====== Exercise text

China will continue to ban imports of cow, beef and related products from the United States following confirmation of the country's first homegrown case of mad cow disease, a spokesman with the Ministry of Agriculture said on Friday.
Jia Youling, the spokesman, said the ministry will adopt strict measures to prevent the occurence of the disease in China.
The procedure for approving imports of animals and their related products as well as quarantine on them will be further strengthened, the spokesman said.
Meanwhile, management over the production and use of cattle feed will be more strict and cow parts in cattle feed is strictly forbidden, Jia said.
So far, Chinese experts have conducted tests over brains of 10,000 head of cows and all the samples tested are negative, he noted.
The spokesman said in December 2003, the Ministry of Agriculture and relevant departments banned the imports of US animals and related products to prevent the spread of mad cow disease to China.
In September 2004, the ministry abrogated the ban on imports of cow sperms and embryos from the United States and other countries that have been plagued by mad cow disease in accordance with regulations of the World Organization for Animal Health.
On Wednesday, US agriculture officials announced that the test on the confirmed case of mad cow disease in the United States had been traced to a 12-year-old beef cow, that was born and raised at a Texas ranch
It was the first time the disease has been confirmed in a US-born cow. The other US case was in a dairy cow imported from Canada.

============
====== Entries provided

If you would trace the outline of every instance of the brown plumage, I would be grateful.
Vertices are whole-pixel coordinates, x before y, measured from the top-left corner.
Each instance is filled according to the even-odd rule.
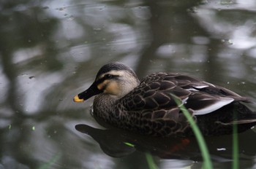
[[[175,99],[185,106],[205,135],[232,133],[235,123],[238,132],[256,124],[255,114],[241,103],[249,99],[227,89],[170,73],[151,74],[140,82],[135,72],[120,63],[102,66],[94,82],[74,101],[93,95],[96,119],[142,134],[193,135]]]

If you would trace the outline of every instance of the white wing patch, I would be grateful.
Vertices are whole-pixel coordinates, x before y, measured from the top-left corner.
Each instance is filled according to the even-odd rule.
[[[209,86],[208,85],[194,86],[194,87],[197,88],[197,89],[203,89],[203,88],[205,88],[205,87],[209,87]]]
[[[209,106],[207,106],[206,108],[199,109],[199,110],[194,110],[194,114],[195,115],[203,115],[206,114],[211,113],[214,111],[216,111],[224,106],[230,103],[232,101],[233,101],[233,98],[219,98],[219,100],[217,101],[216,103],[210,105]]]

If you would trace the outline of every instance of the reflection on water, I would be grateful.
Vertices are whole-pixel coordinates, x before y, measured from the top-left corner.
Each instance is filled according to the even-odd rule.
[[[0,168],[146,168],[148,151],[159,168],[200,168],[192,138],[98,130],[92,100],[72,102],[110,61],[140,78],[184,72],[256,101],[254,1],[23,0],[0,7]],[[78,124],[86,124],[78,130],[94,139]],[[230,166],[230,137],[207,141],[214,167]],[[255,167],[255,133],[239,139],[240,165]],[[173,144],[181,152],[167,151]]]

============
====== Entries provided

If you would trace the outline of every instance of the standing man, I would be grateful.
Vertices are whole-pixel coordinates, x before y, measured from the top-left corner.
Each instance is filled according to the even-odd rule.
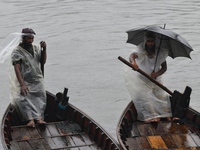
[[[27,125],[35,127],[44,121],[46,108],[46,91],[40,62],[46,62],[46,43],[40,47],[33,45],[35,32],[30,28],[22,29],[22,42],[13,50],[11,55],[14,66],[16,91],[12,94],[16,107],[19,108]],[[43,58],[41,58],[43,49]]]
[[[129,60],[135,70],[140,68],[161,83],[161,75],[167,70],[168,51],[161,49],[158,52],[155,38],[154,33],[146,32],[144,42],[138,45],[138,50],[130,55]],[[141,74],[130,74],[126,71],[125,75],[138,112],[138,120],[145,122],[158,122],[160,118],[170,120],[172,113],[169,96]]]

============

▶ To do:
- 1) Answer these questions from the mad cow report:
(a) Who is the spokesman for the Ministry of Agriculture?
(b) How many cows had their brains tested by Chinese experts?
(c) Where was the 12-year-old beef cow born and raised?
- 2) Does each statement agree with the mad cow report? Answer yes or no and quote the words that decide it.
(a) China banned imports of US animals and related products in December 2003.
(b) Some of the cow brain samples tested in China were positive.
(c) The earlier US case was in a dairy cow born in the United States.
- 3) Retype the part of the mad cow report that begins at the words "On Wednesday, US" and stops after "imported from Canada.".
The material comes from a different source than the mad cow report.

▶ Solutions to the tasks:
- 1)
(a) Jia Youling
(b) 10,000 head of cows
(c) At a Texas ranch

- 2)
(a) Yes: "in December 2003, the Ministry of Agriculture and relevant departments banned the imports of US animals and related products"
(b) No: "all the samples tested are negative"
(c) No: "The other US case was in a dairy cow imported from Canada."

- 3)
On Wednesday, US agriculture officials announced that the test on the confirmed case of mad cow disease in the United States had been traced to a 12-year-old beef cow, that was born and raised at a Texas ranch
It was the first time the disease has been confirmed in a US-born cow. The other US case was in a dairy cow imported from Canada.